THE TASKS ▸
[1] Reproduce the AWS study notes starting with "A logical grouping" and going on through "(size & family)", swapping "homogenous" for "uniform".
[2] According to the AWS study notes, what interval does CloudWatch standard monitoring use?

AWS CSAA Study Notes (Part 2)

Tháng Sáu 10, 2021
Posted by: codestar
Category: Uncategorized

Không có phản hồi

Elastic Load Balancers (ELB)

ELB is never given a static IP address, just DNS name.
ELBs can be “In Service” or “Out of Service”
Thresholds
- Unhealthy Threshold = how many intervals with no response before flagging as Out of Service
- Healthy Threshold = how many intervals with response before flagging as In Service
Support the following X-Forwarder headers:
- X-Forwarded-For
- X-Forwarded-Proto
- X-Forwarded-Port

CloudWatch – Performance Monitoring Service

Standard monitoring = 5 minutes
- Turned on by default
Detailed monitoring = 1 minute
Monitors the hypervisor, NOT the guest OS
- Does not monitor memory
Dashboards – create/configure widgets to monitor your environment
Alarms – notify when a given threshold is hit
Events – automatically respond to state changes in your AWS resources
Logs – aggregate, monitor & store logs. Agent installed onto EC2 instances

Auto scaling Groups

Have to have a launch configuration to have an auto scaling group
Can create rules to spin-up and/or shut down instances based on monitor triggers
Deleting an auto scaling group will automatically delete any instances it created

EC2 Placement Groups

A logical grouping of instances within a single AZ.
- Can’t span AZs (duh)
Enables applications to participate in low-latency, 10 GBps network
Recommended for apps that benefit from low latency networks, high network throughput, or both
- Grid computing
- Hadoop clusters
Name must be unique within your AWS account
Only certain types of instances can be launched in a placement group
- Compute Optimized
- GPU
- Memory Optimized
- Storage Optimized
AWS recommends homogenous instances within a placement group (size & family)

GIVEN INFORMATION ▸
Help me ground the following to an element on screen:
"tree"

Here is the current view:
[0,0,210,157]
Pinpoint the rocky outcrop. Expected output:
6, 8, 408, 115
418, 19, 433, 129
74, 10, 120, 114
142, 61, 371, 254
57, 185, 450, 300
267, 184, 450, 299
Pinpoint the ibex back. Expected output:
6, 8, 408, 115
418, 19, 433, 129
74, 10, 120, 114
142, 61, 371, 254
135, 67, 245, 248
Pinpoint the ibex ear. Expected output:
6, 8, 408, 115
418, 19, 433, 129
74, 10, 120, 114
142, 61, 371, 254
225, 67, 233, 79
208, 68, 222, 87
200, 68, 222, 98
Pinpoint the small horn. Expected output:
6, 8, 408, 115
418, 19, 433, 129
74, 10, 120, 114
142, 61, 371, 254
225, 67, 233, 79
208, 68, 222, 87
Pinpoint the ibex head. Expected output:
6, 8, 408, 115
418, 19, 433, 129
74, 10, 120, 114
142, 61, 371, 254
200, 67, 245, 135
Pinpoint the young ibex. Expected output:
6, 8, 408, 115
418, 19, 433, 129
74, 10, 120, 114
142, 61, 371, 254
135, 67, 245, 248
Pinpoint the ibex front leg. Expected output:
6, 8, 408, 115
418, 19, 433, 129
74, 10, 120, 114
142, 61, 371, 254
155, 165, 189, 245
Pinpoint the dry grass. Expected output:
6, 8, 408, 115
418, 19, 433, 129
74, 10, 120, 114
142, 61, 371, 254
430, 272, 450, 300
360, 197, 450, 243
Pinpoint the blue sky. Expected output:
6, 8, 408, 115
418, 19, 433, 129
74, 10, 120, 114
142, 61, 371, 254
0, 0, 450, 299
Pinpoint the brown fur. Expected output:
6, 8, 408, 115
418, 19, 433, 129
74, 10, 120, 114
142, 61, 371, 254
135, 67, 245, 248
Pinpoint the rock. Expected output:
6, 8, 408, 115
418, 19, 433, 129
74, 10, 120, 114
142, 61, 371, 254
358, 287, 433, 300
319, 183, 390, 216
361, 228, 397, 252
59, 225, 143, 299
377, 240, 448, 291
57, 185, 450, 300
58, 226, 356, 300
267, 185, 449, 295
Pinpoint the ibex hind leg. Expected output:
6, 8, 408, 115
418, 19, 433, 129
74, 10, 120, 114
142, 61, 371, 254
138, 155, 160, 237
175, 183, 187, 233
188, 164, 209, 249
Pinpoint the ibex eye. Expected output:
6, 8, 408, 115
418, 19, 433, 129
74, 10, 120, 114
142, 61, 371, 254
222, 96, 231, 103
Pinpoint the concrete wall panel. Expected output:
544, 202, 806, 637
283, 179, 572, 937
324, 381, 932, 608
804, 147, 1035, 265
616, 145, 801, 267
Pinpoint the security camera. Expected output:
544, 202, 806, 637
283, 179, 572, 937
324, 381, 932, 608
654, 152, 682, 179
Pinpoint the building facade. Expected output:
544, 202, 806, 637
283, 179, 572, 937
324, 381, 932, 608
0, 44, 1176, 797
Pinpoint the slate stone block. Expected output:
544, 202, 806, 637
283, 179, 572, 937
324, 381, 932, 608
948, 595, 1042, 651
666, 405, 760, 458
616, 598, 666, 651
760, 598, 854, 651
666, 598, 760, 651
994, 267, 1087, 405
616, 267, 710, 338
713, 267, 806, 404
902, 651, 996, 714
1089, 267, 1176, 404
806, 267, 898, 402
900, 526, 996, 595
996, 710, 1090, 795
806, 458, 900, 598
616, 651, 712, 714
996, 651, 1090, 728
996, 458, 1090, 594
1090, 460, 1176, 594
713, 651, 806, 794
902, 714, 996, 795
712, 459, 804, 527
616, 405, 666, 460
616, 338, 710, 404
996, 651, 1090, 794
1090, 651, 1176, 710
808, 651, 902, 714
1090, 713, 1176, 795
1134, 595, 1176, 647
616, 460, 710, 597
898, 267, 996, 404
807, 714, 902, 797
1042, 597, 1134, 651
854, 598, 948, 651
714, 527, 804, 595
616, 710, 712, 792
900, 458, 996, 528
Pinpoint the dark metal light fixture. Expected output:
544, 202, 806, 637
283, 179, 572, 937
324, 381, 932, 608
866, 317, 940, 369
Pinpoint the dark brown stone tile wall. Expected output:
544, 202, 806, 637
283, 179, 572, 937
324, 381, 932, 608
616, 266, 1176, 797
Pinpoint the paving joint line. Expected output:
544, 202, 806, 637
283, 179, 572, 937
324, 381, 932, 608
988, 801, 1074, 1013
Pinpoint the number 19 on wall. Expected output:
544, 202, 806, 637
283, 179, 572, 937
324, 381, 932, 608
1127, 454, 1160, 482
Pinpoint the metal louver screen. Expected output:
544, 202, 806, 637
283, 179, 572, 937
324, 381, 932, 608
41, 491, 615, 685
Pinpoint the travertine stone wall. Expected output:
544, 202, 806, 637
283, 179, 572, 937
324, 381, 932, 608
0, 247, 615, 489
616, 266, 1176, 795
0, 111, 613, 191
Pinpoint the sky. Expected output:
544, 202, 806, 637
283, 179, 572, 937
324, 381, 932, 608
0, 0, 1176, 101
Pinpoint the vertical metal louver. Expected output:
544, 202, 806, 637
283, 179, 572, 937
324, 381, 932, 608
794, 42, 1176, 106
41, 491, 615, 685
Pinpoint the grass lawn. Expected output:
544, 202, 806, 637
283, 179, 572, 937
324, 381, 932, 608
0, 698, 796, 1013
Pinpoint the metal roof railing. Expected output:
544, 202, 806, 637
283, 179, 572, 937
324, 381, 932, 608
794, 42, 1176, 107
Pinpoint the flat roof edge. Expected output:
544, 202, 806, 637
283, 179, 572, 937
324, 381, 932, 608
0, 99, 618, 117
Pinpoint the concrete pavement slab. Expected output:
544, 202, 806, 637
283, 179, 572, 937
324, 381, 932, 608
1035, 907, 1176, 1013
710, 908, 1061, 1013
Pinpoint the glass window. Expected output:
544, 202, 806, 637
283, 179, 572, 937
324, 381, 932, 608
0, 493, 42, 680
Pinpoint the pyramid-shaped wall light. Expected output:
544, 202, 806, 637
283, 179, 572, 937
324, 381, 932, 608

ANSWER SET ▸
[1]
A logical grouping of instances within a single AZ.
- Can’t span AZs (duh)
Enables applications to participate in low-latency, 10 GBps network
Recommended for apps that benefit from low latency networks, high network throughput, or both
- Grid computing
- Hadoop clusters
Name must be unique within your AWS account
Only certain types of instances can be launched in a placement group
- Compute Optimized
- GPU
- Memory Optimized
- Storage Optimized
AWS recommends uniform instances within a placement group (size & family)

[2] 5 minutes.